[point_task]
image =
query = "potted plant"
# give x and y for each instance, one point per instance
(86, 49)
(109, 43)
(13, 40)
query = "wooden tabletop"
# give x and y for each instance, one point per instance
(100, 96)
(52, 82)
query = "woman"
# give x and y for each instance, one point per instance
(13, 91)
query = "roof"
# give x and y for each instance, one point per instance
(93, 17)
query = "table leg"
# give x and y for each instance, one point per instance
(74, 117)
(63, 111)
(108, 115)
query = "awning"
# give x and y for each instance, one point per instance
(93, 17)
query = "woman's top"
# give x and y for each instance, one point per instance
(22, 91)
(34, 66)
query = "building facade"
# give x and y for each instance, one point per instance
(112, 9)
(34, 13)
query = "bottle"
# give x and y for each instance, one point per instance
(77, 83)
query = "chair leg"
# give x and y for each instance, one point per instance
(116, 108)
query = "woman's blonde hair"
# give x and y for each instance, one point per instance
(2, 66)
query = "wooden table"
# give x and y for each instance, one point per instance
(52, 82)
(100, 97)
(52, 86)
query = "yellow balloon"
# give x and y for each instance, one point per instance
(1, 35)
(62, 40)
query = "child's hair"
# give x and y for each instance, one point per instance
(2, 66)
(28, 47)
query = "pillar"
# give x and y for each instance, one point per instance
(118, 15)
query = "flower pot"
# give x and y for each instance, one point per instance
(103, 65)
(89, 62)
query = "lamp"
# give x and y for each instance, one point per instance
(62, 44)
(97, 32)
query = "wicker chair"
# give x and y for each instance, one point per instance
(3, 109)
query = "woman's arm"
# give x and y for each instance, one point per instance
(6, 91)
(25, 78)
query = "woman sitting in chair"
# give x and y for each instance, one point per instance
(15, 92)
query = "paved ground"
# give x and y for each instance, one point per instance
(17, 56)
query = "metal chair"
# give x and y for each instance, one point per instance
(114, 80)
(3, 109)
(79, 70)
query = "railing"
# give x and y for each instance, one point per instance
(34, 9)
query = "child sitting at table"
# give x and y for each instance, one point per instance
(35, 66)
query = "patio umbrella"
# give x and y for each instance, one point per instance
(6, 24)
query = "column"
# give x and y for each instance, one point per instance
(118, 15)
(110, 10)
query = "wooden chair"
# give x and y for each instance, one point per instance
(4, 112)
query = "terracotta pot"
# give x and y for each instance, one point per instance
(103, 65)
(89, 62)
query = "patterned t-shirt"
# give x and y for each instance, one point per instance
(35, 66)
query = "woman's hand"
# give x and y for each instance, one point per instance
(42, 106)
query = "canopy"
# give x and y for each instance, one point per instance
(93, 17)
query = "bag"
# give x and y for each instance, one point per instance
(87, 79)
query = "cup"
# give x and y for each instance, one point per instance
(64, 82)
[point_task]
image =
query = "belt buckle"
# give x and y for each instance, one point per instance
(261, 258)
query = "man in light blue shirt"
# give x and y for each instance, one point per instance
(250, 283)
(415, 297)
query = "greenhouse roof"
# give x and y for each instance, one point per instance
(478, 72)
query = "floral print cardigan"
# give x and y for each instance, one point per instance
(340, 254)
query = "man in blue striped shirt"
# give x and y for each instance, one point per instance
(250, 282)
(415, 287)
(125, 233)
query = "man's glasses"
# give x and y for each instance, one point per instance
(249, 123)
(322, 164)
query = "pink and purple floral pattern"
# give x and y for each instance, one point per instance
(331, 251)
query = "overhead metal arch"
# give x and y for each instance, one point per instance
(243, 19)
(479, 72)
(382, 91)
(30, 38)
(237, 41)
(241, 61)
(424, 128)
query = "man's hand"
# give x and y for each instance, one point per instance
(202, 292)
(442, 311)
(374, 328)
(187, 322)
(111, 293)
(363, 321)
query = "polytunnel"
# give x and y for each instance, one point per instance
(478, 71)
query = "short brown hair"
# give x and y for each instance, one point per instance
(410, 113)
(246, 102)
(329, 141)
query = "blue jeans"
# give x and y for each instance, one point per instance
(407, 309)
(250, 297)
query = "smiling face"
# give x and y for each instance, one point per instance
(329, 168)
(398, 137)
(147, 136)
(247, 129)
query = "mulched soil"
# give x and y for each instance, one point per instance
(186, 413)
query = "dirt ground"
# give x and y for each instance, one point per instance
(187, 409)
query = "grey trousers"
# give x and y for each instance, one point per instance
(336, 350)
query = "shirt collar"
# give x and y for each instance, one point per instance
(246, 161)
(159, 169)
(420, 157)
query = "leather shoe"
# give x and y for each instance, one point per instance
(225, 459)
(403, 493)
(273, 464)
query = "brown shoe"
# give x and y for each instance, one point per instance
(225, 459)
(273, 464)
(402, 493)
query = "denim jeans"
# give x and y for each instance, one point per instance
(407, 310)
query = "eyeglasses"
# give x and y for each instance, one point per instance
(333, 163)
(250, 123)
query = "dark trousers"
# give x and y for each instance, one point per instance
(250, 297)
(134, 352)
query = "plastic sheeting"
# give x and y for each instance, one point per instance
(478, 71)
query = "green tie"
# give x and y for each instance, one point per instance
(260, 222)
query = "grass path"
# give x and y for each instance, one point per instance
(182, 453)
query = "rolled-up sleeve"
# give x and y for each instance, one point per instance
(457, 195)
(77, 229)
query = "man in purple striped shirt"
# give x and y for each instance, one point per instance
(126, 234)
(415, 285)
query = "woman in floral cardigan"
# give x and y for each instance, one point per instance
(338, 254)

*****

■ Short exercise
Repeat each record in full; every line must match exactly.

■ Result
[point_task]
image =
query = "potted plant"
# give x and y for each instance, one point per instance
(86, 49)
(109, 43)
(13, 40)
query = "wooden tabletop"
# give x and y for each instance, one point per instance
(100, 96)
(52, 82)
query = "woman"
# give x and y for each instance, one point per instance
(13, 91)
query = "roof"
# give x and y for each instance, one point per instance
(93, 17)
query = "table leg"
# give x and y for each instance, one point per instance
(74, 117)
(63, 111)
(108, 115)
query = "awning"
# give x and y for each instance, one point per instance
(93, 17)
query = "woman's top"
# give x and y for each instance, one point per instance
(22, 91)
(34, 66)
query = "building facade"
# give x and y for each instance, one point per instance
(112, 9)
(34, 13)
query = "bottle"
# give x and y for each instance, one point per instance
(77, 83)
query = "chair leg"
# give x and y for each instance, one point per instance
(116, 108)
query = "woman's blonde hair"
# give x and y for each instance, one point per instance
(2, 66)
query = "wooden table"
# give x and y for each instance, one point per instance
(52, 82)
(100, 97)
(52, 86)
query = "yellow balloon"
# give x and y for each instance, one point per instance
(1, 35)
(62, 40)
query = "child's hair"
# give x and y for each instance, one point per instance
(2, 66)
(28, 47)
query = "pillar"
# give x and y for each instance, one point per instance
(118, 15)
query = "flower pot"
# give x and y for each instance, one point per instance
(103, 65)
(89, 62)
query = "lamp"
# give x and y for each instance, one point per instance
(62, 44)
(97, 32)
query = "wicker chair"
# give x and y for each instance, one point per instance
(3, 109)
query = "woman's arm"
# give x and y for each instance, one point per instance
(6, 91)
(25, 78)
query = "woman sitting in chair"
# give x and y for each instance, one point per instance
(15, 92)
query = "paved ground"
# give x and y for each instance, one point per instance
(17, 56)
query = "metal chair"
# give x and y for each instance, one point per instance
(114, 80)
(3, 109)
(79, 70)
query = "railing"
# give x and y for each instance, one point per instance
(34, 9)
query = "child sitting at table"
# give x and y for each instance, one point per instance
(35, 66)
query = "patio umbrella"
# give x and y for each instance, one point per instance
(6, 24)
query = "column"
# give x and y for each instance, one point per instance
(118, 15)
(110, 10)
query = "wooden chair"
# give x and y for each instance, one point per instance
(4, 112)
query = "terracotta pot"
# give x and y for each instance, one point per instance
(103, 65)
(89, 62)
query = "patterned t-shirt"
# give x and y for each instance, one point per instance
(35, 66)
query = "woman's hand"
# give x and y for each instance, one point per instance
(42, 106)
query = "canopy"
# give x and y for each instance, one point per instance
(93, 17)
query = "bag"
# give x and y for each instance, one point per instance
(87, 79)
query = "cup"
# give x and y for each instance, one point per instance
(64, 82)
[point_task]
image =
query = "belt buckle"
# give x and y for each instance, one point per instance
(261, 258)
query = "man in light blue shirt"
# give x and y for each instance, one point per instance
(250, 283)
(415, 297)
query = "greenhouse roof"
# give x and y for each instance, one point per instance
(478, 72)
query = "floral print cardigan"
# give x and y for each instance, one point per instance
(340, 254)
query = "man in blue striped shirt"
# give x and y for each instance, one point per instance
(250, 282)
(415, 287)
(125, 233)
query = "man's glasses"
# give x and y for each instance, one point per instance
(249, 123)
(322, 164)
query = "pink and purple floral pattern"
# give x and y for each instance, one point per instance
(331, 251)
query = "overhead metal arch"
# give x and y for each instance, one point per instance
(243, 19)
(479, 72)
(382, 91)
(30, 38)
(237, 41)
(241, 61)
(424, 128)
query = "man's hand"
# give x and y for each instance, one point per instance
(202, 292)
(442, 311)
(374, 328)
(187, 322)
(111, 293)
(363, 321)
query = "polytunnel"
# give x and y for each instance, one point per instance
(478, 71)
query = "short brown hair"
# give x and y for each instance, one point per instance
(410, 113)
(246, 102)
(329, 141)
query = "blue jeans"
# give x and y for each instance, one point per instance
(407, 309)
(250, 297)
query = "smiling face"
# give x and y for each instance, one point per instance
(329, 168)
(398, 137)
(147, 136)
(247, 129)
query = "mulched soil"
# give x and y for each instance, one point per instance
(186, 413)
query = "dirt ground"
# give x and y for each instance, one point per instance
(187, 409)
query = "grey trousers"
# give x and y for each instance, one point per instance
(336, 350)
query = "shirt collar"
# give x and y for each instance, one point per instance
(246, 161)
(159, 169)
(420, 157)
query = "leather shoe"
# give x and y for each instance, one point per instance
(225, 459)
(403, 493)
(273, 464)
query = "brown shoe"
# give x and y for each instance, one point per instance
(225, 459)
(273, 464)
(402, 493)
query = "denim jeans"
# give x and y for each instance, one point per instance
(407, 310)
query = "eyeglasses"
# give x and y for each instance, one point per instance
(333, 163)
(250, 123)
query = "dark trousers"
# give x and y for each instance, one point per instance
(250, 297)
(134, 352)
query = "plastic sheeting"
# give x and y for each instance, one point per instance
(478, 71)
query = "green tie"
# give x and y for each instance, one point per instance
(260, 222)
query = "grass path"
# give x and y for each instance, one point per instance
(182, 453)
query = "rolled-up sleeve"
# give x and y for each instance, one point per instance
(457, 195)
(77, 229)
query = "man in purple striped shirt"
# give x and y for each instance, one point per instance
(126, 234)
(415, 285)
query = "woman in floral cardigan"
# give x and y for each instance, one point per instance
(338, 254)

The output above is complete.